- _Exercise instructions_: Down to the last line, restate the material below exactly.

───

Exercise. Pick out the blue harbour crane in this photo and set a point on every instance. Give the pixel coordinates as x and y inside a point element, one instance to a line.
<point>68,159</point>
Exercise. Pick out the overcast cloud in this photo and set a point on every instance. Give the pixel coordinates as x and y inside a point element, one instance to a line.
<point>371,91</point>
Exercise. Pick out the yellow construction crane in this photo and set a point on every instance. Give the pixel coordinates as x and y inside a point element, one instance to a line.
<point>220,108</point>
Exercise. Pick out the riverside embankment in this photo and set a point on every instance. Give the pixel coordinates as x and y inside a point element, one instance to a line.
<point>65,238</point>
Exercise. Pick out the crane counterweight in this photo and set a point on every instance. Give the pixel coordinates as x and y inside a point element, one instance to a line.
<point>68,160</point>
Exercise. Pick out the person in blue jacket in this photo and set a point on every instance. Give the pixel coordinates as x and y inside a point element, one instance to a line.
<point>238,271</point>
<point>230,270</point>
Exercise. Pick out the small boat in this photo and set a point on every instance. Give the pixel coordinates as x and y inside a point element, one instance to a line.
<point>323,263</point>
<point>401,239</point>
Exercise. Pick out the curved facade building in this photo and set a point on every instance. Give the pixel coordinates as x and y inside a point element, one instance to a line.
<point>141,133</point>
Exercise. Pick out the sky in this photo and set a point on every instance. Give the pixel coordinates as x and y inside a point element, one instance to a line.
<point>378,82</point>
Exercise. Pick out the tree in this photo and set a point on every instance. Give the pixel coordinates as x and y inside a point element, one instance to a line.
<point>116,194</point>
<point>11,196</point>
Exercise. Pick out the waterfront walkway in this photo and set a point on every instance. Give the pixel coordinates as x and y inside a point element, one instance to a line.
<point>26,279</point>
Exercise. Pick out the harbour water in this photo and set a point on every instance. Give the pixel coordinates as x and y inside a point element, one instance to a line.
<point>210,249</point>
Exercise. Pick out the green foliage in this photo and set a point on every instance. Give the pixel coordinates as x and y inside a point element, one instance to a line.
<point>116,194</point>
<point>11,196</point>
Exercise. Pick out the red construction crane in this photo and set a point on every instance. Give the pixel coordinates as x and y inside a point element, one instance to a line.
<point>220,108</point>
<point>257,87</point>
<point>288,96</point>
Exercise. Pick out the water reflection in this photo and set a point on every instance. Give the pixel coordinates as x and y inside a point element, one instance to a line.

───

- _Completed task_:
Exercise. Pick out the blue harbour crane in this photo and set a point on every instance. Give the pixel coordinates as x and y inside a point element, one instance to a line.
<point>68,159</point>
Exercise. Pick out the overcast cloud in this photo and set a point on every instance. Give the pixel coordinates as x and y inside a point element, one instance to a line.
<point>371,91</point>
Exercise. Pick out the yellow construction crane in this photo and set a point on every instance. Give the pixel coordinates as x and y inside a point element, one instance to a line.
<point>220,108</point>
Exercise. Pick out the riverside embankment in this photo and set a point on every instance. Give the pixel coordinates as x and y inside a point element, one instance to a line.
<point>65,238</point>
Exercise. Pick out the crane counterweight in this photo and set a point on every instance. Give the pixel coordinates as x and y inside a point element, one instance to a line.
<point>68,160</point>
Exercise. Pick out the person in blue jacket in this photo and set a point on every instance. Give the pixel coordinates as x and y inside a point element, one instance to a line.
<point>238,271</point>
<point>230,270</point>
Exercise. Pick out the small boat in this photo and set a point on every instance. Give the pixel coordinates as x and y inside a point element, one instance to a line.
<point>323,263</point>
<point>401,239</point>
Exercise. Pick out the curved facade building in this photo and set a point on every instance. Give the pixel coordinates as x and y inside a point element, one instance to a line.
<point>141,133</point>
Exercise. Pick out the sky in this photo and set a point on every instance. Give the pixel coordinates as x and y inside a point element, one instance to a line.
<point>378,82</point>
Exercise. Pick out the tree in this photo and set a point on every instance. Give the pixel coordinates as x and y inside a point element, one instance to a line.
<point>116,194</point>
<point>11,196</point>
Exercise. Pick out the waterfront walkway in this photo and set a point on every instance. Give the pixel coordinates as x and y inside a point element, one instance to a line.
<point>26,279</point>
Exercise. Pick out the harbour water in this photo and set a point on every instance. Give the pixel coordinates as x and y inside a point element, one instance to a line.
<point>210,249</point>
Exercise. Pick out the green foliage in this photo and set a point on every instance. Give the pixel coordinates as x and y inside a point element, one instance to a line.
<point>116,194</point>
<point>11,196</point>
Exercise. Pick out the red construction crane in this photo and set a point on every instance. Give the pixel coordinates as x and y inside a point element, one instance to a line.
<point>220,108</point>
<point>257,87</point>
<point>288,96</point>
Exercise. Pick out the water reflection in this photo and set a point on every instance. Give the pixel coordinates as x and y inside a point element, one instance to a line.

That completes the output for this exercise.